### Text passage
----------------

I’m not one of those bleeding hearts who believes that prisoners should be coddled and spoiled at the tax payers’ expense, and I have myself been the victim of crimes on more than one occasion, in both cases crimes that were severe enough to land the perpetrators in prison. But those agonizing small cells I saw at Alcatraz seemed bereft of humanity, any creature comfort, or compassion. Some of the men who were sent there were there for 18 or 20 years, and I would think you could go mad in a cell that size or in total darkness for many months in the Treatment Unit. It certainly wouldn’t make the inmates better suited to society, but rather less so, angrier and more dangerous, or maybe only hopeless. Visitors were very quiet, walking from one area, and one grim cell to the next, listening to the tour.
There was a period of the prison’s history that wasn’t mentioned, but I remember. The prison closed its doors as a prison forever in 1963, and I believe it remained guarded but uninhabited for several years. From 1969 to 1971 it became the object of major media attention, when a group of Native Americans took over the island and the prison, and exercised squatters rights there. I asked one of the rangers about it, and he said they are not supposed to mention it. Perhaps it was an embarrassment that they were able to take it over and remain there for two years. I don’t recall how the siege ended.
Also, during the years that the prison was functioning, The Warden, guards and their families and children lived there on the Island. So there was a sort of village of non-prisoners living on the Island, and I imagine it must have been a depressing place to grow up, in the shadow of the prison, on an island, and in San Francisco’s usually bleak, windy, chilly, foggy weather.

----------------

### Data section
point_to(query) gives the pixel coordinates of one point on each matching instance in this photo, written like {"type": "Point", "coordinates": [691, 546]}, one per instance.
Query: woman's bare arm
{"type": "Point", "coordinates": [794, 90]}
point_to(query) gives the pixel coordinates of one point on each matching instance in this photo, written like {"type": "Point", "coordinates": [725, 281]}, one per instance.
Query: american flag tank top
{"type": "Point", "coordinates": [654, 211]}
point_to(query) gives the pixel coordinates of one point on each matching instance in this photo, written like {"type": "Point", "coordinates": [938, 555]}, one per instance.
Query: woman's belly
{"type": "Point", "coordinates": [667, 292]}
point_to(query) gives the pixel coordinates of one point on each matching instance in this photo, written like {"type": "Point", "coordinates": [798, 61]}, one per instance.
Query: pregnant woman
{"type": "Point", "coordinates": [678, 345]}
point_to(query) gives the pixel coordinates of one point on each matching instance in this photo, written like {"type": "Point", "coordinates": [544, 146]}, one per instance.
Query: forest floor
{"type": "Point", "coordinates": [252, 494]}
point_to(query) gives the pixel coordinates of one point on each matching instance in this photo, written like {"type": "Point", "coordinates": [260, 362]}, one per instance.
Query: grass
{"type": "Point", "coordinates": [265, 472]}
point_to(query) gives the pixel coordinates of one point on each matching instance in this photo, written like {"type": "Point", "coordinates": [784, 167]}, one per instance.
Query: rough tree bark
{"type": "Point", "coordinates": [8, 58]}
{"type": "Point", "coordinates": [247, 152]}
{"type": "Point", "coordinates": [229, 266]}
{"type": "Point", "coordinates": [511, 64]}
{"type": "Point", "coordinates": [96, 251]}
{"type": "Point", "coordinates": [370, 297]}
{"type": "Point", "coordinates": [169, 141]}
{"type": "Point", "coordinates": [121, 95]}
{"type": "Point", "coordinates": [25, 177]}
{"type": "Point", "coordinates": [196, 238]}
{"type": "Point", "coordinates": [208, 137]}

----------------

### Task brief
Rewrite the Alcatraz text from "There was a period" to "the siege ended.", changing "rangers" to "guides". Rely only on the text about Alcatraz for what follows; the lines are not needed.

### Answer to the exercise
There was a period of the prison’s history that wasn’t mentioned, but I remember. The prison closed its doors as a prison forever in 1963, and I believe it remained guarded but uninhabited for several years. From 1969 to 1971 it became the object of major media attention, when a group of Native Americans took over the island and the prison, and exercised squatters rights there. I asked one of the guides about it, and he said they are not supposed to mention it. Perhaps it was an embarrassment that they were able to take it over and remain there for two years. I don’t recall how the siege ended.